Within the records below is a range that opens at the line with "walking and record integer pixel coordinates." and closes at the line with "jeans and record integer pixel coordinates.". Return that range word for word, both ends included, and only that range.
Top of MATERIAL FOR THE TASK
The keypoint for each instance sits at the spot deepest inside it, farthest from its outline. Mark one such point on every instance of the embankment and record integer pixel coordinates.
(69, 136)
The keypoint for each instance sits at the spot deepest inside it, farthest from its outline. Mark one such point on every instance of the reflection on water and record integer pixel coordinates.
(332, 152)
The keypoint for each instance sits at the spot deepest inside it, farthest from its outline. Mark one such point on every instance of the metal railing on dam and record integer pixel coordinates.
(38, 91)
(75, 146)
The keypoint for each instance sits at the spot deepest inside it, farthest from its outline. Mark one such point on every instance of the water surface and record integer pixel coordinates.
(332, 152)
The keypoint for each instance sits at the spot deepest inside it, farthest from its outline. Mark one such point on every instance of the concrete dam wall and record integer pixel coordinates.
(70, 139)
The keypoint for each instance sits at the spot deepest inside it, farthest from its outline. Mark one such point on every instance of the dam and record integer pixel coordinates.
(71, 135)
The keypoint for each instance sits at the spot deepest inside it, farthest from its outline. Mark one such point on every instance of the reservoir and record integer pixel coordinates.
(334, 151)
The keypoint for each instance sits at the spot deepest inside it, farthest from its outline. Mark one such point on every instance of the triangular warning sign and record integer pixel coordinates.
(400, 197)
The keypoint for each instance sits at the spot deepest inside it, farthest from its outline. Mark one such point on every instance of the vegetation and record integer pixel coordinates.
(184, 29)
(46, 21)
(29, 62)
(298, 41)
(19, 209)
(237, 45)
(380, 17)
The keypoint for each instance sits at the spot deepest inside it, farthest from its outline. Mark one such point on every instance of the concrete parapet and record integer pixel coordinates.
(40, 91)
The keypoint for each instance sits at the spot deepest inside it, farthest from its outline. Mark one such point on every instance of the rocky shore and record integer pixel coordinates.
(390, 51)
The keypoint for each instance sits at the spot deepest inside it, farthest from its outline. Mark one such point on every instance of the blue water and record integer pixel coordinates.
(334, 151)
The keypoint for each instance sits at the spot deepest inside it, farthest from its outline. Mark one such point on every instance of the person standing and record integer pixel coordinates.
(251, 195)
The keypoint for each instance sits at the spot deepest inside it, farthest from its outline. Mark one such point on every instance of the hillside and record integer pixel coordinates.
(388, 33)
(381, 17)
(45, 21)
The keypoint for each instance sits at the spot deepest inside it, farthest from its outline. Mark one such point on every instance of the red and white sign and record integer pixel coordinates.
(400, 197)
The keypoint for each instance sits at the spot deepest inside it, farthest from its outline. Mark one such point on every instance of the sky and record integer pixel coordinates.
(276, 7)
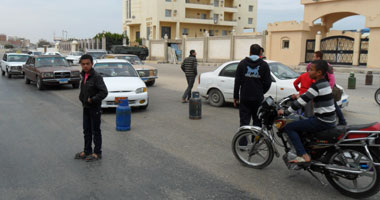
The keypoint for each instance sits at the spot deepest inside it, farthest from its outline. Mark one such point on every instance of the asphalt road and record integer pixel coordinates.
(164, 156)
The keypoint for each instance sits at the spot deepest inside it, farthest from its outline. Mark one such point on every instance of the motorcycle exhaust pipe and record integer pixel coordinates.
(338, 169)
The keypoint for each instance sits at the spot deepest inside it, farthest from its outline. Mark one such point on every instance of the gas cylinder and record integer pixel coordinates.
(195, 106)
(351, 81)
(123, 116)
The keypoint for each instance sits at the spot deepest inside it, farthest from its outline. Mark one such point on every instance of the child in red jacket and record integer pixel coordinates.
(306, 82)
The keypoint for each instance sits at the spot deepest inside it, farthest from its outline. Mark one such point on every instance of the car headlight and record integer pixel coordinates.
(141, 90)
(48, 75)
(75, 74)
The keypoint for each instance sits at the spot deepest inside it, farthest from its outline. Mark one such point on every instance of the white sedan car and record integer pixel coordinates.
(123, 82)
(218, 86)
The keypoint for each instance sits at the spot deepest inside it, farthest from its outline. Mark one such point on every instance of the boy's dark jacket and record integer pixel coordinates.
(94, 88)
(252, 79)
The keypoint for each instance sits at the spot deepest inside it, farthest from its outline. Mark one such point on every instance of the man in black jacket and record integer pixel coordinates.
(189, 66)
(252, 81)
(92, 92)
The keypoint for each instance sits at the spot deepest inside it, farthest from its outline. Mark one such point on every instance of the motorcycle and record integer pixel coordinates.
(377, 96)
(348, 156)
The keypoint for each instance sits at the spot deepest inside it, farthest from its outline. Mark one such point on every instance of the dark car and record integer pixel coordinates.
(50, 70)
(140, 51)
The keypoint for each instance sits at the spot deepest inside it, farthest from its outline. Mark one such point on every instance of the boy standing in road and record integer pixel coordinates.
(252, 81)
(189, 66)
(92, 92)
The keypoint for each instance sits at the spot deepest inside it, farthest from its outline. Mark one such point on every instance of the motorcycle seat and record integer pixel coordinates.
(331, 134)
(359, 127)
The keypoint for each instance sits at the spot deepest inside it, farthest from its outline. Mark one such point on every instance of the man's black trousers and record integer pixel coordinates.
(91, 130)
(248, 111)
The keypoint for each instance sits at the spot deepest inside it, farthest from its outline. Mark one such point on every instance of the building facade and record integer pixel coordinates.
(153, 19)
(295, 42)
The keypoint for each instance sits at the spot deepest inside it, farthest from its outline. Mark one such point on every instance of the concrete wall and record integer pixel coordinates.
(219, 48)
Bottom of MATERIAL FOR THE TASK
Top of MATERIAL FOR THE TASK
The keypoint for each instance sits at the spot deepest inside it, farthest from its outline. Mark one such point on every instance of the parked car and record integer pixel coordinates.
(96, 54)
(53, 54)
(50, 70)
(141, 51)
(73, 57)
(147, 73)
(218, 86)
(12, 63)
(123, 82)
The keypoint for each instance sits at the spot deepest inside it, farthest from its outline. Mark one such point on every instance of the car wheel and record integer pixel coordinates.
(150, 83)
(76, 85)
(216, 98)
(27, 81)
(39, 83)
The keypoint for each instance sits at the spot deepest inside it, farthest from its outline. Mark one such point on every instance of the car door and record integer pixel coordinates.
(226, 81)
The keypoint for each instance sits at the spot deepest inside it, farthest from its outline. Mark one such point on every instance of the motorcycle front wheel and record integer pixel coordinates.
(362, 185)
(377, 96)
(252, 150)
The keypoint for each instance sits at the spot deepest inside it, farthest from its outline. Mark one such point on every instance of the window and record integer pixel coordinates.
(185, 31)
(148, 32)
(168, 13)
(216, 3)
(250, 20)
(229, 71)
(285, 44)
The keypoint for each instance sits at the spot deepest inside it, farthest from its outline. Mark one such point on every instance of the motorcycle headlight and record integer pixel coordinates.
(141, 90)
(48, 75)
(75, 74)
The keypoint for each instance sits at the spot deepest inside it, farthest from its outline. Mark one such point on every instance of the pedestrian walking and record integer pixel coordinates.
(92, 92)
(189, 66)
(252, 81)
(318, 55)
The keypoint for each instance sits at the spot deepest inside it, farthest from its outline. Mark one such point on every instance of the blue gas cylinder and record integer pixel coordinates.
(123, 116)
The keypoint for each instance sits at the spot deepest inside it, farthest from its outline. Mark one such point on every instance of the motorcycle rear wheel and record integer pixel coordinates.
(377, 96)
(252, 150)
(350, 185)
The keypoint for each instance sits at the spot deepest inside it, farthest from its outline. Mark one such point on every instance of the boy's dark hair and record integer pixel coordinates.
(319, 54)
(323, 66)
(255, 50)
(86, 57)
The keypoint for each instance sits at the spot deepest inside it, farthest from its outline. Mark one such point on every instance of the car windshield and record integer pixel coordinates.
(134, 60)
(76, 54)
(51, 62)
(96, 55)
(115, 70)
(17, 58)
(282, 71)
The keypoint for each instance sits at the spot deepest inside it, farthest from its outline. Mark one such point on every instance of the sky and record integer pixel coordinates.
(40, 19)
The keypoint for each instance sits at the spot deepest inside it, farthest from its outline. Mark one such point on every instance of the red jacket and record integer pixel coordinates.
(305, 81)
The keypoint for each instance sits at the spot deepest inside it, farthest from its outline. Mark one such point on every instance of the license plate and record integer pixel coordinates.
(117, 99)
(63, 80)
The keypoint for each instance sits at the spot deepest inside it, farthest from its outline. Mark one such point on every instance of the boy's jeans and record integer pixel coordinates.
Bottom of MATERIAL FOR THE TASK
• _RESULT OF THIS EXERCISE_
The keypoint for each instance sits at the spot deepest inside it, farthest from its outline. Mark one such point on every instance of the pedestrian walking and record integer pixel coordinates.
(92, 92)
(189, 66)
(252, 81)
(318, 55)
The keypoint for each instance sits at the spot deepest inside it, farthest from its outline. Mark one such point on every instance of the blue gas cylinder and record integer pixel coordinates.
(123, 116)
The keypoint for each instance sits at the spot deepest inside it, farthest from its outline. Mark one such point on every instance of the motorcycle rear wheel and record integer pixel coordinates.
(377, 96)
(252, 150)
(350, 185)
The keypoint for each instance sits at the spot deepest inside it, farthest from its outline. Mark one such point on every instance of the boy's dark hair and record integer pixel coordinates.
(319, 54)
(323, 66)
(255, 50)
(86, 57)
The keypoint for each instance sits at the spot deepest inside it, farthest from its outline. Mark one such point on every instance of the car windshield and record integer pixel coordinates.
(134, 60)
(76, 54)
(51, 62)
(96, 55)
(115, 70)
(17, 58)
(282, 71)
The keypoint for each instance sits at the spot deepest inside it, farthest from its outline. Mark one such point on every instance of the sky and record integer pixel coordinates.
(40, 19)
The keypoint for each instance sits at the spot deepest inside it, farthest from its outline. Mark one such point on every instance of the red jacket and record integer pixel coordinates.
(305, 81)
The keypoint for each instance sits at the spot deepest inside it, farthest from its outline. Mark one such point on every instance of the license plate and record integer pixel coordinates.
(117, 99)
(63, 80)
The keypoint for each instance sits at the spot deepest inside it, farthest from its outline. Mark one such point on every instance of the boy's jeans and record integer pixel coordinates.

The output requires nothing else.